# LMS 4962 vs 3990



## personman12905 (May 29, 2020)

Hey ya'll, I have yet another, "what mill should I buy?" question. I used to have access to some big mills and lathes (bridgeports, jets) from my university, but recently graduated so no longer have access. I'm looking to start building up my own empire of dirt and wanted to start with a mini mill. A little tight on space right now (and power available in said space), so a larger mill isn't really an option. I'm really only looking to work with aluminum and softer materials, no steel.

After looking through some other "what should I buy" posts, I've noticed there's fairly high praise and recommendation for the LMS 3990. However, I've noticed that there isn't much mention of the LMS 4962 (Sieg X2D) at all, which is the mill I'm currently leaning towards. Is the lack of mention due to it being a bad/poor mill, or just few people owning one to make adequate comments on it? From LMS's comparison page, the two are identical on paper, aside from the motor. If that's the case, I'd be willing to save a few dollars now and do a motor conversion later on down the road. But if there's something detrimental about the 4962 that I just haven't found yet, then I'd rather save up a little more for the 3990.
+++
• [REQUESTS]
(1) Could you copy the mini mill forum post word for word, from "Hey ya'll, I" to "materials, no steel."?
(2) Can you carry on the forum post comparing the LMS 4962 and LMS 3990 mini mills from where it stops?

• [EXCERPTED DATA]
+++
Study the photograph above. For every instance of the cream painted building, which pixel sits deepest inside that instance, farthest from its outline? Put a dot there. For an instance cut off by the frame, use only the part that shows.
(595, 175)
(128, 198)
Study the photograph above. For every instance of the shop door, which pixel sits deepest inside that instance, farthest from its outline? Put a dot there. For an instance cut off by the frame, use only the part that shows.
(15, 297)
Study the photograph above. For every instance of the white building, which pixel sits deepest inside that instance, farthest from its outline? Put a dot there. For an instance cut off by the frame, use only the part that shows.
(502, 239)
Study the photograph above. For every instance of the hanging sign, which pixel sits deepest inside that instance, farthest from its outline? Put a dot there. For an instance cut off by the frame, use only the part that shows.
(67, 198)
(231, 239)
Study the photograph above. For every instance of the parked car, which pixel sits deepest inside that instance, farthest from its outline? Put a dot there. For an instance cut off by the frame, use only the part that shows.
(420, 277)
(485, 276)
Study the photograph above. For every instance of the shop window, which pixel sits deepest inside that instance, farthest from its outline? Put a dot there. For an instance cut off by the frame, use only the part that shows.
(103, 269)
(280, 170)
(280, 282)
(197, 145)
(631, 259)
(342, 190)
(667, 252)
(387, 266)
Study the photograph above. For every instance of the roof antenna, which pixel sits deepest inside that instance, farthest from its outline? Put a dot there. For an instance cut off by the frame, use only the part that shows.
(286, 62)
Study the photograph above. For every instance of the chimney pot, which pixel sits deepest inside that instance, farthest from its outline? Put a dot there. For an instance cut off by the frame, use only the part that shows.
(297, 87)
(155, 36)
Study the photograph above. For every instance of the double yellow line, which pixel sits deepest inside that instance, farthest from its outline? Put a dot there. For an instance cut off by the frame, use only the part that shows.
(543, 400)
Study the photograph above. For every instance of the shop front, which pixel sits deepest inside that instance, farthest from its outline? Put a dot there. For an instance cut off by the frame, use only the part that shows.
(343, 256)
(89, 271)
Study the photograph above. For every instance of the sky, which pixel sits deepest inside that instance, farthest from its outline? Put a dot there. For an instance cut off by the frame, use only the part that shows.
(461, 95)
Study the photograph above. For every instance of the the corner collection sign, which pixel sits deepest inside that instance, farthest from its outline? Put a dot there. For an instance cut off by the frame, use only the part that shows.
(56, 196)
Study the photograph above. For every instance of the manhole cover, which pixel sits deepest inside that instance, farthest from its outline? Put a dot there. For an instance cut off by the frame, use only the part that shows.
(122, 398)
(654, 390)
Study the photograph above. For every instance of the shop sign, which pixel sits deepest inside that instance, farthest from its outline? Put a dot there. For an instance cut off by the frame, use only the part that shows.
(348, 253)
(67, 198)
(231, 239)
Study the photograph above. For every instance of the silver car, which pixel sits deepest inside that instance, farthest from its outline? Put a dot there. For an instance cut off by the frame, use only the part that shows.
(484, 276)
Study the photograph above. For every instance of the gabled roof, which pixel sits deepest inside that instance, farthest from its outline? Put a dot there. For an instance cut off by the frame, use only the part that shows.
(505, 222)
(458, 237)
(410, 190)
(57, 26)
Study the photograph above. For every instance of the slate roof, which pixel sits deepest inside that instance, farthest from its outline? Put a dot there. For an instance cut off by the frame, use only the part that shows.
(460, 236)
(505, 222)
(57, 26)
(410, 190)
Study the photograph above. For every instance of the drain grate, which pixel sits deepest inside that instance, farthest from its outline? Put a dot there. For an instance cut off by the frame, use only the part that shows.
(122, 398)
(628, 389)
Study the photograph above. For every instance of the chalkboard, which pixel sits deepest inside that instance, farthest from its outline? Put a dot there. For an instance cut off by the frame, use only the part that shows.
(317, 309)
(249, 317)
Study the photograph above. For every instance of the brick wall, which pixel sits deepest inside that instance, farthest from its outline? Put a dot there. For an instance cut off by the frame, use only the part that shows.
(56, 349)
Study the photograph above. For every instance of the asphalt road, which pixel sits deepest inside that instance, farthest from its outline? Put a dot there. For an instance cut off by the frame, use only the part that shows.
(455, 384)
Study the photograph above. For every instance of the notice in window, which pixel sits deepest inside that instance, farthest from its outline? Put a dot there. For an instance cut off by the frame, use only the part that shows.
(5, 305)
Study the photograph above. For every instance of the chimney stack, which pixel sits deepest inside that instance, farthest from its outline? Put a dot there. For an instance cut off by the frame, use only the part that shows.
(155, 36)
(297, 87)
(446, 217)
+++
• [TASK RESULTS]
(1)
Hey ya'll, I have yet another, "what mill should I buy?" question. I used to have access to some big mills and lathes (bridgeports, jets) from my university, but recently graduated so no longer have access. I'm looking to start building up my own empire of dirt and wanted to start with a mini mill. A little tight on space right now (and power available in said space), so a larger mill isn't really an option. I'm really only looking to work with aluminum and softer materials, no steel.

(2)
I'm also open to purchasing an older used machine, but haven't had much luck finding one online in SE US (craigslist really). However, I'm not sure what sort of machines might even be out there that would be worth investing in. I'm looking to do a CNC conversion down the road, and I've read that round base mills make that difficult/impossible. I had found recommendations for the Rong-Fu lineup, but it sounds like the round base makes it a poor candidate for a CNC conversion. What other brands/models that I should be on the lookout for that would be good for a conversion? Also, how often do mini mills seem to pop up on craigslist? Is it every few weeks, or every few months?
Thanks for the help!


----------



## silence dogood (May 29, 2020)

I have a LMS 3960 and have been very pleased with it.  If you check out" multimods for a minimill", you can see some modifications that I've done.  You could get the Sieg, but it would cost you an extra $600 or more to upgrade.  So I would just get the 3990. Also LMS sell the tooling kit that can go with it. I did and it was worth it. I believe the kit goes for about $250.


----------



## homebrewed (May 29, 2020)

My impression is that the 4962's gear noise (from the 2-speed gear shift mechanism) eventually goads the owner into upgrading to a belt drive, so why suffer from the noise and lower power?  That's my take anyway.  For full disclosure, I own the Micromark X2S, which has a belt drive 500W motor so I haven't heard what the gear drive actually sound like.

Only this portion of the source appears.